[[ PAGE EXTRACT, beginning ]]
Cadbury Malaysia recalls non-halal sweets
CK TAN, Nikkei staff writer
KUALA LUMPUR -- Cadbury Malaysia has recalled two chocolate treats that tested positive for traces of pork DNA.
Following a periodic inspection for non-halal ingredients in foodstuffs, the Ministry of Health announced Saturday that two out of three samples of Cadbury Malaysia products contained the pork traces.
The affected products -- Cadbury Dairy Milk Hazelnut and Cadbury Dairy Milk Roast Almond -- were readily available in the country's supermarkets and convenience stores.
Like most foodmakers in the country, Cadbury Malaysia has all of its products certified halal. This means they conform to Islam's dietary restrictions, one of which is a prohibition on pork. Muslims make up more than 60% of Malaysia's population.
Malaysia takes pride in its stringent halal certification system. Jakim, the government body in charge of the process, provides regular updates on its website about companies that have obtained halal status. Jakim's certification is widely recognized in Muslim communities around the world.
[[ PAGE EXTRACT, end ]]
* _ASSIGNED TASK_
Write the next part of the news article on Cadbury Malaysia's recall of non-halal sweets, picking up after its final sentence. The listing that follows is drawn from a separate source and bears no relation to the article on Cadbury Malaysia's recall.
[[ PROVIDED INFORMATION, beginning ]]
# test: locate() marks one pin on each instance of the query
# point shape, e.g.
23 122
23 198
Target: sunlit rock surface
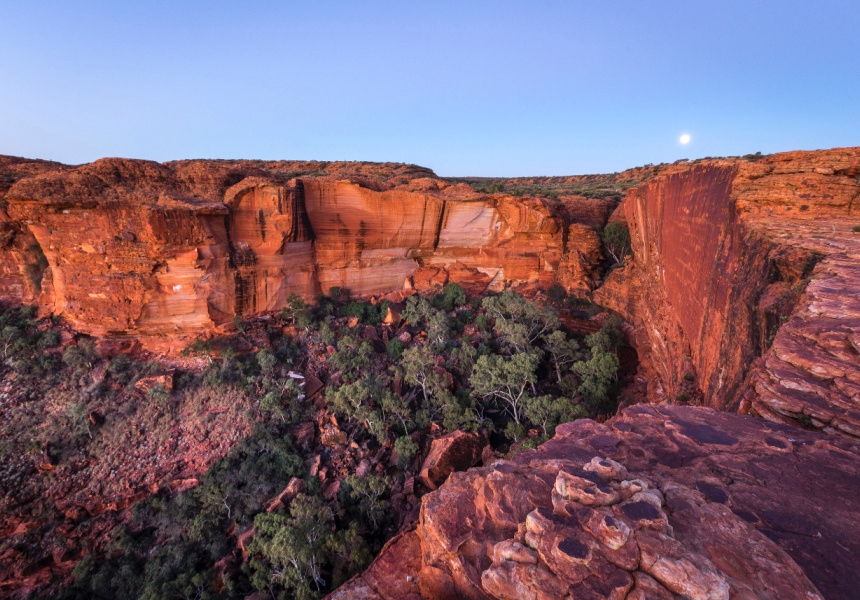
660 502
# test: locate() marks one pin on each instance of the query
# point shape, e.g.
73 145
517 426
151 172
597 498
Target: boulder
294 487
657 503
455 451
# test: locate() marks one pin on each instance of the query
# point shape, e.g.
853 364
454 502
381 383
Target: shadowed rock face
164 252
744 280
660 502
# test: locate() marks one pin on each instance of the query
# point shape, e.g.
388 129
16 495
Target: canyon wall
154 253
742 285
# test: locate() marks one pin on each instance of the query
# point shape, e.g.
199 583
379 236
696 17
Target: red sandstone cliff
743 285
161 253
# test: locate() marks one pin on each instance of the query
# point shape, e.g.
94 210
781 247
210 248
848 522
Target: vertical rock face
746 272
165 252
367 241
271 245
660 502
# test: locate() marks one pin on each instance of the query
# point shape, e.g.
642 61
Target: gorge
740 296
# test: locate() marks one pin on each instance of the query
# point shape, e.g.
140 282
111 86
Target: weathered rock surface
736 260
660 502
166 252
456 451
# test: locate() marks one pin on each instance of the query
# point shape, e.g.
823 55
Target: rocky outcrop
743 284
166 252
456 451
660 502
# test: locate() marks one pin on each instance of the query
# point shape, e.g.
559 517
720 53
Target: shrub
405 449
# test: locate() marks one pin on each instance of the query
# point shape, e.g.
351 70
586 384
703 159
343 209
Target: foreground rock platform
659 502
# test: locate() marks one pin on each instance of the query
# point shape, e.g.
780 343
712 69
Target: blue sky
465 88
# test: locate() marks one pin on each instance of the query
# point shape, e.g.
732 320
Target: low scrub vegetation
499 364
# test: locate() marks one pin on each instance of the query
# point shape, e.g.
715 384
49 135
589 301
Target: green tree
294 306
353 357
505 380
369 492
563 352
295 548
596 376
547 412
519 322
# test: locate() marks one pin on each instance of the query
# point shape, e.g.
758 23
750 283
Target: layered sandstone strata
162 253
736 260
658 503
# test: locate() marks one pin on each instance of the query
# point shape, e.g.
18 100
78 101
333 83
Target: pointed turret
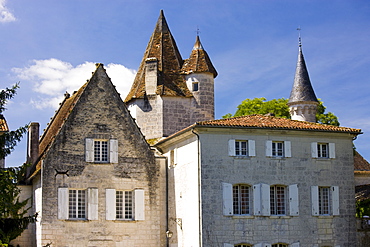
302 101
159 71
169 94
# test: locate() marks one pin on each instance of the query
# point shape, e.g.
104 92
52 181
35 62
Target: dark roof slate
302 89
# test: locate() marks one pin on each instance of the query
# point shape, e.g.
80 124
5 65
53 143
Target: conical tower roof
199 61
302 89
161 47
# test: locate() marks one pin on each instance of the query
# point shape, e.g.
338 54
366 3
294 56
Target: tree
12 211
279 107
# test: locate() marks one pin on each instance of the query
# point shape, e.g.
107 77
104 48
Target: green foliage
279 107
13 219
12 211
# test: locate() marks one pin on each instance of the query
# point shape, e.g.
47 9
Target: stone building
250 181
169 93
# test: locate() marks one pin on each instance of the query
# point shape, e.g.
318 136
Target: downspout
199 190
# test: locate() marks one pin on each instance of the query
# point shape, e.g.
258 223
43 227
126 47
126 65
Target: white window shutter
287 149
335 199
332 150
139 204
113 147
265 200
293 200
63 203
251 147
269 148
257 199
227 197
110 204
314 153
232 147
89 149
92 204
315 200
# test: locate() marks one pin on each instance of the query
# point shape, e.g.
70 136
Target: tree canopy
13 211
279 107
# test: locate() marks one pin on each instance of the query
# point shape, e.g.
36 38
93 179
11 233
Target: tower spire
302 101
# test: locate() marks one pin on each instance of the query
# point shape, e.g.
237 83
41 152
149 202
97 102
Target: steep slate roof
199 61
266 122
302 89
161 46
360 163
59 119
3 124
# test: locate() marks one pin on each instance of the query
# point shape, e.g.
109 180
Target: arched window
241 199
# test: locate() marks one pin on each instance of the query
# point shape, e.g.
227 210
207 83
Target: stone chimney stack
33 142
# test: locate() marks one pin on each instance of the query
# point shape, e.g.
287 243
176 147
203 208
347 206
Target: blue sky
52 46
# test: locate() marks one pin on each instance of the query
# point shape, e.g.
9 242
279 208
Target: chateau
157 170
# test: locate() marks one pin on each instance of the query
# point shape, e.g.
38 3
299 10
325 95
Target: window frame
111 151
241 204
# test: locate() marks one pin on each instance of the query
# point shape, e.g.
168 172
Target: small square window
322 150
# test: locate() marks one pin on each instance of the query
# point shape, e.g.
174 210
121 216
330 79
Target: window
101 150
195 86
125 205
278 148
242 148
277 200
78 204
241 199
323 150
325 200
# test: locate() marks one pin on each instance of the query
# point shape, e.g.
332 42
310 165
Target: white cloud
51 78
5 14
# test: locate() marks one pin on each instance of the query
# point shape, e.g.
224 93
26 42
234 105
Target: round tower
302 101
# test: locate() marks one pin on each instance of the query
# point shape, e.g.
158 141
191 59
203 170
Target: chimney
33 142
[[ PROVIDED INFORMATION, end ]]
* _RESPONSE AREA_
Following the announcement, consumers took to social media to express their outrage. Cadbury Malaysia, whose Facebook page has more than 9 million "Likes," has been bombarded by demands for an apology in the past couple of days. There have also been calls for a boycott.
The company said it understands consumers' disappointment and is undertaking a full review of its supply chain to ensure halal standards are met. The government said it will conduct thorough checks on all Cadbury Malaysia products to ensure they are safe for Muslims to eat.
Halal compliance issues have caused a stir elsewhere in Southeast Asia, too. Years ago, there was a public outcry when Ajinomoto Indonesia was found to be using pork enzymes in its seasonings.
The Cadbury brand is owned by Nasdaq-listed Mondelez International, one of the world's largest snack companies.